> **EXTRACT TO READ**
──────────────────────────────
05 March 2014

Careful Cutting

I like to work slowly. First, because of my 1st rule of boatbuilding: "Make mistakes slowly." If you are cutting at a rate of 1/32-inch per second, you have enough time to think, "H'mmm... am I wandering a bit off my pencil line? Perhaps I'll put a bit more pressure on the right side and... Yes, that's better..." Whereas, if you are buzzing through a cut more quickly, by the time you think, "H'mmm..." your next thought is, "Blast and tarnation!"

Ask me know I know that.

But also because cutting tools seem to work so much better when they can cut at their own pace, which is generally slow. This is particularly true with bandsaws, which many people claim cannot cut a straight line. For a long time I believed them (possibly because I owned a very terrible bandsaw and a so-so one before scoring my Delta 14-inch. The Delta wants to do the right thing, and it will if you just don't push it too hard.

The same is true with drill presses... For a long time I had a heck of a time drilling simple holes. Bits would burn, smoke would pour out of the holes, as if I were drilling into Hades itself, and sometimes the inside of the holes would actually be burnt black.

Silly stuff... none of that happens if I just take my time.

I cut the bottom of my dish rack out of 1/4-inch plywood using a Skilsaw. A Skilsaw is capable of cutting amazingly straight lines if you don't try to use it free hand. Since discovering this fact, I always clamp a guide to the work, and run the saw along the guide. The result: stress free cutting and perfectly straight, accurate cuts.

Bottom fitted into rabbet
The bottom panel was a perfect fit on the first try, but I cut the dinner plate shelf a smidge big, and then used a block plane to trim it down to a perfect fit. In retrospect, I think this was a wasted step, but I was a bit worried about cutting it too small by accident. I shouldn't have worried.
──────────────────────────────
> **MATERIAL SUPPLIED**
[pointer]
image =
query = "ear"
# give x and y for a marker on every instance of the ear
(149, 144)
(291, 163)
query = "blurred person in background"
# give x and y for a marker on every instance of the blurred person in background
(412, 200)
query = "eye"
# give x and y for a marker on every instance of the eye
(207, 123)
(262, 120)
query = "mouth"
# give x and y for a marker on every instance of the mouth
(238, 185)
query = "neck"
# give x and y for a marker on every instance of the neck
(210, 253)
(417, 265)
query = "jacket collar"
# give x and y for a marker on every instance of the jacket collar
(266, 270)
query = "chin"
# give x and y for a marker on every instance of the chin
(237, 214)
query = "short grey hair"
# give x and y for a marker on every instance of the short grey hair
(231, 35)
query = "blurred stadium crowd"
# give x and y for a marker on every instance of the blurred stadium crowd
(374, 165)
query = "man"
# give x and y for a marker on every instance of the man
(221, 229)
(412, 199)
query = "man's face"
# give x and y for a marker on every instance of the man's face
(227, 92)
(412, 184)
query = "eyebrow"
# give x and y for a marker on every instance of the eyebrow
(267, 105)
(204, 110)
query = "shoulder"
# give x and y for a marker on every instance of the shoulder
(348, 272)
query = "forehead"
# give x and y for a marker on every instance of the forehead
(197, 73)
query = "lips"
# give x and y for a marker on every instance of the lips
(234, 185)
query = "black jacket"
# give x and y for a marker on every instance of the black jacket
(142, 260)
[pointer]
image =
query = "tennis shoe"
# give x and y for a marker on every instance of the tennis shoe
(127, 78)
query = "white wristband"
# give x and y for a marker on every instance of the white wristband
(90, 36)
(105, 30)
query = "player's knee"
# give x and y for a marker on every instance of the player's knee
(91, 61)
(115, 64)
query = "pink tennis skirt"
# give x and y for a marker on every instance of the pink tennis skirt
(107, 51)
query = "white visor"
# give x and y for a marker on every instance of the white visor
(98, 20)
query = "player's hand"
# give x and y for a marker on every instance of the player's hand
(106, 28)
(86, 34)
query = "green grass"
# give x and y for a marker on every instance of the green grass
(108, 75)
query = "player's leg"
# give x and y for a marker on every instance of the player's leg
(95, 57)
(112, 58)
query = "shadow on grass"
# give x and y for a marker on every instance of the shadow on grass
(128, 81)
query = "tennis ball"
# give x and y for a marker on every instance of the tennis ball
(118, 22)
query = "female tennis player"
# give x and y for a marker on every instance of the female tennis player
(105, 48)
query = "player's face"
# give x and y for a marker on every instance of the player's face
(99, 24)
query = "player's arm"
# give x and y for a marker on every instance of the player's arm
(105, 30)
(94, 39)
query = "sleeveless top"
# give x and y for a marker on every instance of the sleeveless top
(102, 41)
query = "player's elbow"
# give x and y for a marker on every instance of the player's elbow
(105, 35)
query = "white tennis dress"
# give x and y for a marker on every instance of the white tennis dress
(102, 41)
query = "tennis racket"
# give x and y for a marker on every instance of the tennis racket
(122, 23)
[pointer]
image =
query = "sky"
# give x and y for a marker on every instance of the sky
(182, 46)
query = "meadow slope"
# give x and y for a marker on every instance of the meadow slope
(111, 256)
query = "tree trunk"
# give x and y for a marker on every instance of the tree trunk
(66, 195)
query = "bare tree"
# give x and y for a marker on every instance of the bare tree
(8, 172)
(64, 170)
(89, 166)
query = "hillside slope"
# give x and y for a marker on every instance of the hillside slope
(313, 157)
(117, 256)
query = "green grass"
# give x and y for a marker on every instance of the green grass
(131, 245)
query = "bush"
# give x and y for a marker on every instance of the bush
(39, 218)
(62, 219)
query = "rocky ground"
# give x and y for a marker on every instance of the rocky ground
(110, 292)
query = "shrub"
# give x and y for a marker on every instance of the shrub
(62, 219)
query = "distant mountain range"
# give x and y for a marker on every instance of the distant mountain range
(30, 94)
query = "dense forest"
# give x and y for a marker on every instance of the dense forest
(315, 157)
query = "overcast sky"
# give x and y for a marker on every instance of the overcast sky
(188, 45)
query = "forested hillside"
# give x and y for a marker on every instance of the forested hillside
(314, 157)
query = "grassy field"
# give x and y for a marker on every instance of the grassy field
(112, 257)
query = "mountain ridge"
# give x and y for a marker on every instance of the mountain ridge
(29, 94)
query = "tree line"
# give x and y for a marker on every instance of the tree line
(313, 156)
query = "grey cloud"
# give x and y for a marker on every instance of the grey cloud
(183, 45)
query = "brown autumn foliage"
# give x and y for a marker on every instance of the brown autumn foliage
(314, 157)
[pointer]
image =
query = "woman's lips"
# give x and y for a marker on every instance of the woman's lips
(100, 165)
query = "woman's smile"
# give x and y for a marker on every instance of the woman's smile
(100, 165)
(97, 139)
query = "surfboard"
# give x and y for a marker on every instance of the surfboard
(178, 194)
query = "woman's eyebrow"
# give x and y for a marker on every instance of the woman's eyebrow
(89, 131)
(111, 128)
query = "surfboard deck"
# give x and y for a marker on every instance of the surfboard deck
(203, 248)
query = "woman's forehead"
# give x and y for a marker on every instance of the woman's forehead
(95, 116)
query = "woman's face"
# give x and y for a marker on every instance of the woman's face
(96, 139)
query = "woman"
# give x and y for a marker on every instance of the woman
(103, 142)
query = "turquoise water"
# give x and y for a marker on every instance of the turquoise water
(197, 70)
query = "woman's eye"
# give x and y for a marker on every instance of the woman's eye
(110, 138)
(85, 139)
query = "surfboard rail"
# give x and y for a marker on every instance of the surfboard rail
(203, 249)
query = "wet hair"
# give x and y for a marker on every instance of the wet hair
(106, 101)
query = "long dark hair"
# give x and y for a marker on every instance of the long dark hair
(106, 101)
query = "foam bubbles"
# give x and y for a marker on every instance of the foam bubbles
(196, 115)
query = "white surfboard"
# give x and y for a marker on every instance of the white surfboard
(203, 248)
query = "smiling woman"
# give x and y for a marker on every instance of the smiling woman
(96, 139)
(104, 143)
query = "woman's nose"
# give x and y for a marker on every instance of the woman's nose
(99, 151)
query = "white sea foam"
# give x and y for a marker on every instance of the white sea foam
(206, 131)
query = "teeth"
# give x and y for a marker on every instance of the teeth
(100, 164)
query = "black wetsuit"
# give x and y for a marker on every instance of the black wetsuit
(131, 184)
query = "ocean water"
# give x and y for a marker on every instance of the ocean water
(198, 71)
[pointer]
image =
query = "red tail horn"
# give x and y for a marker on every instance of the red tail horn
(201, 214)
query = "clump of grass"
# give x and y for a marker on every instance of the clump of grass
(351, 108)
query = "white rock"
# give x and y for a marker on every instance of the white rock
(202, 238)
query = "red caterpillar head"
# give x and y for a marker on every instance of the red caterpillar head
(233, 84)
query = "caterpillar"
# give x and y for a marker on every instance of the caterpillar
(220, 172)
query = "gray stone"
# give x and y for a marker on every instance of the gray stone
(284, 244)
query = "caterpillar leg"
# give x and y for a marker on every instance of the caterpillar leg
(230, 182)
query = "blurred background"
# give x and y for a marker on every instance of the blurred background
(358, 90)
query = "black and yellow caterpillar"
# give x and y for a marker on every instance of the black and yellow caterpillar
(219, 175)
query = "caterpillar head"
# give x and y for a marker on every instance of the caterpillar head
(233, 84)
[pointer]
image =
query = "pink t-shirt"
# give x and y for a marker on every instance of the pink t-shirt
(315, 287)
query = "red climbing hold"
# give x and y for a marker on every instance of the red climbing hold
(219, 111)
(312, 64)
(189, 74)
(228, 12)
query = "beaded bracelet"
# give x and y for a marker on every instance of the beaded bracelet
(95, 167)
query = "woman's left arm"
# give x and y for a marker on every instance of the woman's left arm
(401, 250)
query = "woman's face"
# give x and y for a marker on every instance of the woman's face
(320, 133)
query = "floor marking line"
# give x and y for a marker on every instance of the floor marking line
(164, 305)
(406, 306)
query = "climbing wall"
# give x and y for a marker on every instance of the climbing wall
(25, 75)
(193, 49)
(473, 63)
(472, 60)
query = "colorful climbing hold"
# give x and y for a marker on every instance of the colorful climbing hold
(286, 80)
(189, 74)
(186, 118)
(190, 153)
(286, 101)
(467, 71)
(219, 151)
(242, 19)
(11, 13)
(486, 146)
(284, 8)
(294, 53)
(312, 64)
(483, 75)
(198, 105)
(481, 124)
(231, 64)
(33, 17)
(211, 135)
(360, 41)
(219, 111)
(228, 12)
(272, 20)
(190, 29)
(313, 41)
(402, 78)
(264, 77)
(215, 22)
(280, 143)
──────────────────────────────
In the post on careful cutting, which tool was used to trim the dinner plate shelf down to a perfect fit?

> **RESPONSE TO THE EXERCISE**
A block plane.